For the Lord gives wisdom;
    from his mouth come knowledge and understanding.
He holds success in store for the upright,
    he is a shield to those whose walk is blameless,
for he guards the course of the just
    and protects the way of his faithful ones.
Then you will understand what is right and just and fair—every good path.
For wisdom will enter your heart,
    and knowledge will be pleasant to your soul.
Discretion will protect you,
    and understanding will guard you.

Wednesday, August 20, 2014

Reading, Writing, and Peacocks....and more links to some neat stuff.

Today I finished getting the kids' independent reading lists ready and printed off, as well as completed the first 20 lessons of our grammar curriculum, which is really a combination of resources (Basically, I copy, paste, organize, and clean it up appearance-wise).  Had a computer buzz afterward, so I took a walk for a while to clear my head.  

Here's how we're doing our reading this year, the literature portion of it.  We will be reading a large number of books together.  Each child also has a list of required reading by genre.  They are to choose a certain number of books in each genre from the selections listed, but I also left blanks for them to choose from anything in the library.  I have book review forms I found online for each book they complete. Before you think that this sounds really stilted and gross, hold on.....the review forms are very basic and really are just to give them a simple opportunity to reflect, something like this: Scroll down a ways to find the book review form.

The next part is what I am excited about.  We are integrating our literature and writing in the form of a monthly magazine we each get to contribute to.  In it, we will include information in a variety of formats, from articles to lists to illustrations to puzzles and games.  My goal for this is to give the kids (and myself) a platform for processing and synthesizing and reflecting on what we read in a variety of forms and perspectives.  However, my goal is for this to be more than just literature-based, but something that encompasses our field trips and interests and activities as a family as well, even recipes.

━━━━━━

What the task asks
Copy the blog excerpt above word for word, from its first line to its last.

━━━━━━

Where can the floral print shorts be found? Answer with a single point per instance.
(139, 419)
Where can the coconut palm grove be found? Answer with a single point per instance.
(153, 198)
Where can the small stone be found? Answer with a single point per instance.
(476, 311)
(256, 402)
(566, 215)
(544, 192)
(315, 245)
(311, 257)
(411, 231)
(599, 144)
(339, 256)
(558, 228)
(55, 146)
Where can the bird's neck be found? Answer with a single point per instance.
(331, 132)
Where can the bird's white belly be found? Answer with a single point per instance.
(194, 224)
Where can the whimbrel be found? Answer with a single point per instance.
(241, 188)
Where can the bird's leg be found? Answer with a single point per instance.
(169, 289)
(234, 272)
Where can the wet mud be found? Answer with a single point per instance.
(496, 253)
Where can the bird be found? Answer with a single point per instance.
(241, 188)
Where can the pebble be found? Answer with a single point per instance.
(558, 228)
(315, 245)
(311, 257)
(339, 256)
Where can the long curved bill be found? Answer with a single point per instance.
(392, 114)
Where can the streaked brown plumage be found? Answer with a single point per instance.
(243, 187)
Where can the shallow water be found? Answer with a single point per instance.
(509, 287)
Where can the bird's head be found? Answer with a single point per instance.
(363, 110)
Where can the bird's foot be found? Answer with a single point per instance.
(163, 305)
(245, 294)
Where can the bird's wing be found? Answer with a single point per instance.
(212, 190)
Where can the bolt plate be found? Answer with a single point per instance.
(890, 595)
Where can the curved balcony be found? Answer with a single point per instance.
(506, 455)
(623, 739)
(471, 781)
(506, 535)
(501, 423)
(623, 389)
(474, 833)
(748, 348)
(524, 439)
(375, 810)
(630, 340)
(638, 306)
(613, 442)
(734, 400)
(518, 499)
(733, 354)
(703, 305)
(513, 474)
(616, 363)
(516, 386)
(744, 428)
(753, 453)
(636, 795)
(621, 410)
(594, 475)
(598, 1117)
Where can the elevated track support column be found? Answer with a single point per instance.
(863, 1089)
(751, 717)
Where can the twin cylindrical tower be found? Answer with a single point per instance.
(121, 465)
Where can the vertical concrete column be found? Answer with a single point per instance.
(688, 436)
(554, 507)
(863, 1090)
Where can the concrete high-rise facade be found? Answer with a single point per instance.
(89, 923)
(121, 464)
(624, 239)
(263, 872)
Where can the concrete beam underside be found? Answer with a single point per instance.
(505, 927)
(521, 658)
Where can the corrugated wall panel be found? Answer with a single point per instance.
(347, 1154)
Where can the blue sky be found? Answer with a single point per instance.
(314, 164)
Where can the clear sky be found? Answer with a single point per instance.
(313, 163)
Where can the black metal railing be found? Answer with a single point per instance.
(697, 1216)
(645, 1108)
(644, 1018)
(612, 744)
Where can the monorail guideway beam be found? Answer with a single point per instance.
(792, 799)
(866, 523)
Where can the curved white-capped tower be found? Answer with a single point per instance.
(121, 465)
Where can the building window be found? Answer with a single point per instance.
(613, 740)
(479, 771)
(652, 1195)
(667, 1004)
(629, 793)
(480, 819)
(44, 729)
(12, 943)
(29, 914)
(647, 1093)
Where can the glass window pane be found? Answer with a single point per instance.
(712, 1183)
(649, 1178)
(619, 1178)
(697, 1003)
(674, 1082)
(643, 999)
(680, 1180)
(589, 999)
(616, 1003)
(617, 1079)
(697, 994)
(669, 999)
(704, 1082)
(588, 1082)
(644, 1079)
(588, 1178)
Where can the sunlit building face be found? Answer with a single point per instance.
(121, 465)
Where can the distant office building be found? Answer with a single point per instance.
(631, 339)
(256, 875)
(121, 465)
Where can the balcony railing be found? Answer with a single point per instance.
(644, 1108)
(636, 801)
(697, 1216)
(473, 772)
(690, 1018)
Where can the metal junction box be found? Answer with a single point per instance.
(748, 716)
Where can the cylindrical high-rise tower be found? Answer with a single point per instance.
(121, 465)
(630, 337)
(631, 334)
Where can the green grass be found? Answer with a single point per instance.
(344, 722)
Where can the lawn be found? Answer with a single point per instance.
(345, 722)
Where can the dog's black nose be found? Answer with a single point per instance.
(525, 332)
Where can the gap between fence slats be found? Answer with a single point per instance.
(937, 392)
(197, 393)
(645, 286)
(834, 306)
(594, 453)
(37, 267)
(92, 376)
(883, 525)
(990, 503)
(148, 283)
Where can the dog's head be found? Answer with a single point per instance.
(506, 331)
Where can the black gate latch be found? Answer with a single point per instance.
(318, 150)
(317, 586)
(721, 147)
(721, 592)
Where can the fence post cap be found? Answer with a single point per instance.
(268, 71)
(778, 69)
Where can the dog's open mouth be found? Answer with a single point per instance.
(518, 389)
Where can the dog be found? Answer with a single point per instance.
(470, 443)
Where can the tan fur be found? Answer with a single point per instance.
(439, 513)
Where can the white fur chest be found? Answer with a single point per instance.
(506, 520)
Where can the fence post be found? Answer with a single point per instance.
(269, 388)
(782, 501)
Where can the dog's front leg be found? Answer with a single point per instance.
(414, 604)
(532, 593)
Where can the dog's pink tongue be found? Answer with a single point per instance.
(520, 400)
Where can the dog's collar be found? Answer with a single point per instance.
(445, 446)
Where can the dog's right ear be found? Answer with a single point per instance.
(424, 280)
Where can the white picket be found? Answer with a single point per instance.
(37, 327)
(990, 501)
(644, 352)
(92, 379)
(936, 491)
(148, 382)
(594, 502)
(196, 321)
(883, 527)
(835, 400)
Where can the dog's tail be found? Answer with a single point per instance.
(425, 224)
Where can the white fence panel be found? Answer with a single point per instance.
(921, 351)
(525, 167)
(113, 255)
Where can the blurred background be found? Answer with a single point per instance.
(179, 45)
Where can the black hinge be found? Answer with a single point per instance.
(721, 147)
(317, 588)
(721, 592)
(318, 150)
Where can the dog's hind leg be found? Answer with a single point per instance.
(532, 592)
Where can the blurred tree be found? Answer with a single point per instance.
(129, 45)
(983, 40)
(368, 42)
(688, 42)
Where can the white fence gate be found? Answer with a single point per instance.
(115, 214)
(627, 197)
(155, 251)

━━━━━━

Correct answer
For the Lord gives wisdom;
    from his mouth come knowledge and understanding.
He holds success in store for the upright,
    he is a shield to those whose walk is blameless,
for he guards the course of the just
    and protects the way of his faithful ones.
Then you will understand what is right and just and fair—every good path.
For wisdom will enter your heart,
    and knowledge will be pleasant to your soul.
Discretion will protect you,
    and understanding will guard you.

Wednesday, August 20, 2014

Reading, Writing, and Peacocks....and more links to some neat stuff.

Today I finished getting the kids' independent reading lists ready and printed off, as well as completed the first 20 lessons of our grammar curriculum, which is really a combination of resources (Basically, I copy, paste, organize, and clean it up appearance-wise).  Had a computer buzz afterward, so I took a walk for a while to clear my head.  

Here's how we're doing our reading this year, the literature portion of it.  We will be reading a large number of books together.  Each child also has a list of required reading by genre.  They are to choose a certain number of books in each genre from the selections listed, but I also left blanks for them to choose from anything in the library.  I have book review forms I found online for each book they complete. Before you think that this sounds really stilted and gross, hold on.....the review forms are very basic and really are just to give them a simple opportunity to reflect, something like this: Scroll down a ways to find the book review form.

The next part is what I am excited about.  We are integrating our literature and writing in the form of a monthly magazine we each get to contribute to.  In it, we will include information in a variety of formats, from articles to lists to illustrations to puzzles and games.  My goal for this is to give the kids (and myself) a platform for processing and synthesizing and reflecting on what we read in a variety of forms and perspectives.  However, my goal is for this to be more than just literature-based, but something that encompasses our field trips and interests and activities as a family as well, even recipes.